How to complete this task: An exact copy of the entries, with every picture omitted, is what is needed here.

::::

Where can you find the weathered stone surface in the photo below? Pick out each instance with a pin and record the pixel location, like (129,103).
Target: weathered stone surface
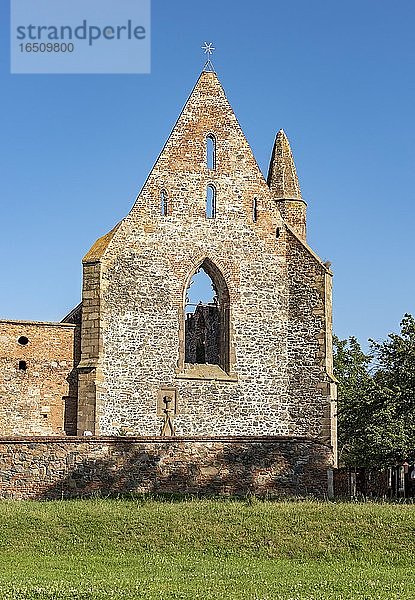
(76,467)
(267,351)
(37,378)
(275,378)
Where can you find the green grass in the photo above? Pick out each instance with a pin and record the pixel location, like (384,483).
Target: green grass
(205,549)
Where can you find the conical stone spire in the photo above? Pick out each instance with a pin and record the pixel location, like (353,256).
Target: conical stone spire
(282,175)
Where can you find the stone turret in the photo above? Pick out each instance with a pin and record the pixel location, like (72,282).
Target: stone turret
(284,186)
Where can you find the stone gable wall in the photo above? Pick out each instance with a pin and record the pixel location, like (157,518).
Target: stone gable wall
(144,273)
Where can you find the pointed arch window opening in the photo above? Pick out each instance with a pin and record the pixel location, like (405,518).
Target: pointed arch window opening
(210,202)
(164,203)
(255,210)
(211,152)
(206,318)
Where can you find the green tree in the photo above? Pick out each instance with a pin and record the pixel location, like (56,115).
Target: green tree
(377,399)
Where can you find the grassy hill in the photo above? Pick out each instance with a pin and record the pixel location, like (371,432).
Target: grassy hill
(205,549)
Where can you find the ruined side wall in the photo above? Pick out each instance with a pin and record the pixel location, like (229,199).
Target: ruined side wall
(78,467)
(33,399)
(311,379)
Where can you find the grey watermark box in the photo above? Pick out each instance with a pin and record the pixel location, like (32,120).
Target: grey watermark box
(80,36)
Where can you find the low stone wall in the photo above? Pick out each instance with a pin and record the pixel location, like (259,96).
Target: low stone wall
(67,467)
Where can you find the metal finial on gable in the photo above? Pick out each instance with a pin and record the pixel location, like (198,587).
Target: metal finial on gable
(208,49)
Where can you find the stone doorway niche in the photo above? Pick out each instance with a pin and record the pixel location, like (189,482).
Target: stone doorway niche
(206,317)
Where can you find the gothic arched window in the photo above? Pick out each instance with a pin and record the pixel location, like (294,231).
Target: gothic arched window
(206,315)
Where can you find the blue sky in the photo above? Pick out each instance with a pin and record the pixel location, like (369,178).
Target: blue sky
(337,76)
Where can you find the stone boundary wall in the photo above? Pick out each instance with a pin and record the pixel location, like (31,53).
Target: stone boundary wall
(74,467)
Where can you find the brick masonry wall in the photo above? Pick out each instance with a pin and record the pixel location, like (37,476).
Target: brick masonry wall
(41,468)
(33,400)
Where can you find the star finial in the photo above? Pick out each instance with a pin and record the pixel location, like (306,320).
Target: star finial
(208,49)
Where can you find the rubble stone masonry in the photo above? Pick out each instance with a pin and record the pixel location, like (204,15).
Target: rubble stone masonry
(36,468)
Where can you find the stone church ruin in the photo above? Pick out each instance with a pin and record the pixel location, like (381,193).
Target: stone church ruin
(241,386)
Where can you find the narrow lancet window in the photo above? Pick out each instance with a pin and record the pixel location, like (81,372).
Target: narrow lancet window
(210,152)
(210,202)
(163,204)
(255,210)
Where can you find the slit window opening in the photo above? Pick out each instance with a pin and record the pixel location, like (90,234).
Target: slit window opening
(255,210)
(163,204)
(210,152)
(210,202)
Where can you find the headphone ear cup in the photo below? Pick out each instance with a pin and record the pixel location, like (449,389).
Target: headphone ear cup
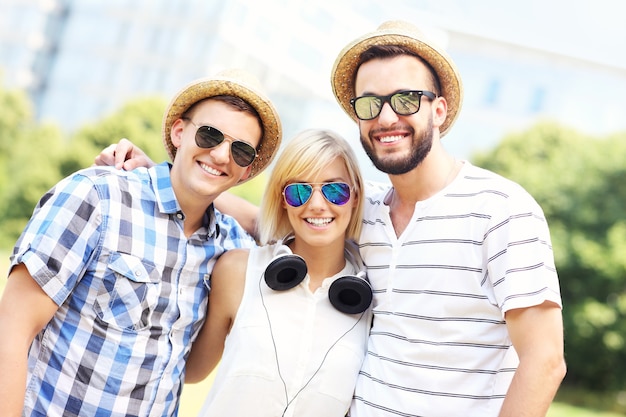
(350,294)
(285,272)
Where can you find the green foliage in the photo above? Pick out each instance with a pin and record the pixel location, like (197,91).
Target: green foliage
(139,120)
(28,162)
(34,157)
(580,183)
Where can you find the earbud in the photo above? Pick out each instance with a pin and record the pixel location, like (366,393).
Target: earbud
(350,294)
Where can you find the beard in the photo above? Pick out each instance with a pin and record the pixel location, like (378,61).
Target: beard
(421,143)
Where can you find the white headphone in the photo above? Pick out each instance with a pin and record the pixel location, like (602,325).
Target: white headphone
(351,294)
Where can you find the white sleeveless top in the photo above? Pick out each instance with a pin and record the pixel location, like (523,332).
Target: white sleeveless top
(316,349)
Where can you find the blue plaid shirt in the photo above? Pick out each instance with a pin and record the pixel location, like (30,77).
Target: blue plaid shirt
(109,248)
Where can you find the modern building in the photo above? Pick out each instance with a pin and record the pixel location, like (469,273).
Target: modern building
(80,60)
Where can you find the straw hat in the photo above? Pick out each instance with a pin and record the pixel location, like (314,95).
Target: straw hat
(406,35)
(233,82)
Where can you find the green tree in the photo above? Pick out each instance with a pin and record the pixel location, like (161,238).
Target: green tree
(139,120)
(29,156)
(580,183)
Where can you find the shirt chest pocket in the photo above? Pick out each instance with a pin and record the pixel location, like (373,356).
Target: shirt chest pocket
(129,293)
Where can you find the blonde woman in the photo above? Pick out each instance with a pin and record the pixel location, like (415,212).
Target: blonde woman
(286,349)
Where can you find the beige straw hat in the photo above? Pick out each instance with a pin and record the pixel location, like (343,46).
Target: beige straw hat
(406,35)
(233,82)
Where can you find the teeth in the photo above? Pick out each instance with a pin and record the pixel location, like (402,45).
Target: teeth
(210,170)
(389,139)
(318,222)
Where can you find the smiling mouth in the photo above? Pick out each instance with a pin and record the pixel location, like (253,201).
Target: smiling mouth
(390,139)
(316,221)
(210,170)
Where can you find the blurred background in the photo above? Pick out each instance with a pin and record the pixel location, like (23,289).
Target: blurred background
(544,104)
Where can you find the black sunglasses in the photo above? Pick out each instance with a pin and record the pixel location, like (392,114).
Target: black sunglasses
(403,103)
(208,137)
(300,193)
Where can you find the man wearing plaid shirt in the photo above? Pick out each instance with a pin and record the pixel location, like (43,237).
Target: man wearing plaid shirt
(109,281)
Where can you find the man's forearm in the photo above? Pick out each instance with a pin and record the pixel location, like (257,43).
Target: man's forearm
(533,388)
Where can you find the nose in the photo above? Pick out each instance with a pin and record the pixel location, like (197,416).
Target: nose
(221,153)
(387,116)
(317,200)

::::

Response:
Where can you find the weathered stone surface in the photo below? Pick out each instance with a pin and record the pixel location, like (129,103).
Target: weathered stone surface
(76,467)
(267,351)
(37,378)
(275,378)
Where can you find the green grass in the photo above? Pick out each instance with a pin and record the pixel location, like (384,483).
Target: green grass
(205,549)
Where can you find the conical stone spire in the photo above? Pick out each instance with a pin and record the pixel location, like (353,256).
Target: conical stone spire
(282,175)
Where can you find the stone turret in the photo above? Pick out each instance with a pin and record the pixel location, like (72,282).
Target: stone turret
(284,186)
Where can you find the stone gable wall in the photo above? Pick out each instance with a pin and record the pixel location, like (157,518).
Target: stone gable wall
(144,273)
Where can you find the pointed arch window opening in the photo above? Pick out each instance with a pin and record the pixel location, like (405,518).
Target: pointed arch window opening
(210,202)
(164,203)
(255,210)
(211,152)
(206,318)
Where can you find the green tree in the photo above? Pick out each instance with a pin and record the pixel location, like (56,115).
Target: green tree
(377,399)
Where can you find the grassy hill in the photo above? Pick out each instance with a pin and record the pixel location, like (371,432).
Target: grassy hill
(205,549)
Where can you find the ruined side wall in the photo above? Pick out each instance with a pin and record the pixel location, like (229,199).
Target: ruined side wall
(78,467)
(33,399)
(311,379)
Where can you find the grey watermark box in the photo above? Pick out each instance with a pin and record the pixel location, like (32,120).
Target: grey watermark box
(80,36)
Where can you find the low stone wall in the photo above? Pick out each instance with a pin and record the pixel location, like (259,96).
Target: low stone wall
(67,467)
Where can you find the metal finial on gable in the photo above? Pick out each instance with a pin and record the pixel location, like (198,587).
Target: metal finial on gable
(208,49)
Where can you find the stone doorway niche in the photo above? Pick out each instance with a pin and record the pixel location, like (189,482).
Target: stone doorway niche
(206,317)
Where can you find the gothic arched window in the photo above? Pick out each instance with a pin and record the pixel location, like (294,231).
Target: gothic arched window
(206,315)
Where can you find the blue sky in the photo above? Pick out each instance with a pin and record the pixel location, like (369,178).
Target: blue sky
(337,76)
Where can you find the stone boundary wall in the photo above? Pick out each instance with a pin and record the pixel location, like (31,53).
Target: stone boundary wall
(74,467)
Where can you find the brick masonry wall in the photo above? Pick out each instance with a pin and record the pixel location, like (37,476).
Target: brick masonry wall
(41,468)
(33,400)
Where can you find the star finial in the photo above? Pick out each instance with a pin and record the pixel location, like (306,320).
Target: star finial
(208,49)
Where can you find the rubble stone masonry in the photo above? Pick out each instance with a pin and record the pixel location, like (204,15).
Target: rubble stone masonry
(36,468)
Where can you find the stone church ruin in the photo above? Pick out each instance with a pin and record the pixel location, like (381,193).
Target: stone church ruin
(241,386)
Where can you find the narrow lancet window in the photo above? Pick out each instance with a pin and record the pixel location, like (81,372).
Target: narrow lancet window
(210,152)
(210,202)
(163,204)
(255,210)
Where can you find the slit window opening in the photo above? Pick out each instance with a pin and record the pixel location, like (90,234).
Target: slit window opening
(255,210)
(163,204)
(210,152)
(210,202)
Where can you find the headphone ear cup in the photo below? Pick out each instance with a pin and record the pixel location, like (449,389).
Target: headphone ear cup
(350,294)
(285,272)
Where can you find the green foliage in the photo above? Pick out each instance with a pin and record the pixel location, like (197,91).
Target: green foliage
(139,120)
(28,162)
(34,157)
(580,183)
Where can you find the earbud in the photo above? Pick out each instance with a pin and record the pixel location, like (366,393).
Target: earbud
(350,294)
Where can you find the beard in the photo above? Pick out each instance with a pin and record the pixel location, like (378,61).
Target: beard
(421,143)
Where can you find the white headphone in the photo above? Pick out each instance with a pin and record the pixel location, like (602,325).
Target: white headphone
(351,294)
Where can you find the white sleeveless top in the photo above? Pick out each instance with a pin and record the pixel location, like (523,332).
Target: white sleeveless top
(316,349)
Where can you find the blue plaid shirt in the photo above? Pick out each instance with a pin and record the pixel location, like (30,77).
Target: blue plaid shirt
(109,248)
Where can you find the modern building in the photo above? Pick out each instance with a pin and record the pixel location, like (469,273).
Target: modern building
(80,60)
Where can you find the straw hat in the photo above? Pick out each instance with a pin and record the pixel location, like (314,95).
Target: straw hat
(406,35)
(233,82)
Where can you find the green tree in the photo above? Pick out each instance with a pin and record the pixel location, like (161,238).
Target: green tree
(139,120)
(29,156)
(580,183)
Where can you find the shirt chest pocket in the photo above? Pick out each instance with a pin and record the pixel location, like (373,356).
Target: shirt chest pocket
(129,293)
Where can you find the blonde woman in the photo above? Pick out each instance with a pin and record the pixel location, like (415,212).
Target: blonde woman
(286,349)
Where can you find the beige straw hat in the photo above? Pick out each instance with a pin and record the pixel location, like (343,46).
Target: beige straw hat
(406,35)
(233,82)
Where can you find the teeth in the photo above? Pick out each instance with a pin and record the pixel location, like (402,45).
Target: teeth
(210,170)
(389,139)
(318,222)
Where can you find the smiling mouth in the photo above? Pick out each instance with a pin and record the pixel location, like (253,201).
Target: smiling mouth
(390,139)
(316,221)
(210,170)
Where can you find the blurred background in the photo above? Pick out each instance with a pin and record the pixel location, like (23,289).
Target: blurred background
(544,104)
Where can you find the black sunglasses in the photo above? Pick out each instance with a pin and record the pixel location, like (392,114).
Target: black sunglasses
(403,103)
(208,137)
(300,193)
Where can you find the man wearing plaid shirt in the photo above? Pick out each instance with a pin and record the pixel location, like (43,237).
Target: man wearing plaid shirt
(109,281)
Where can you find the man's forearm in the photo above? Pick out each instance with a pin and record the pixel location, like (257,43).
Target: man's forearm
(533,388)
Where can you find the nose in the photo above? Pick out each instance with a pin and record the pixel location, like (197,416).
Target: nose
(221,153)
(387,116)
(317,200)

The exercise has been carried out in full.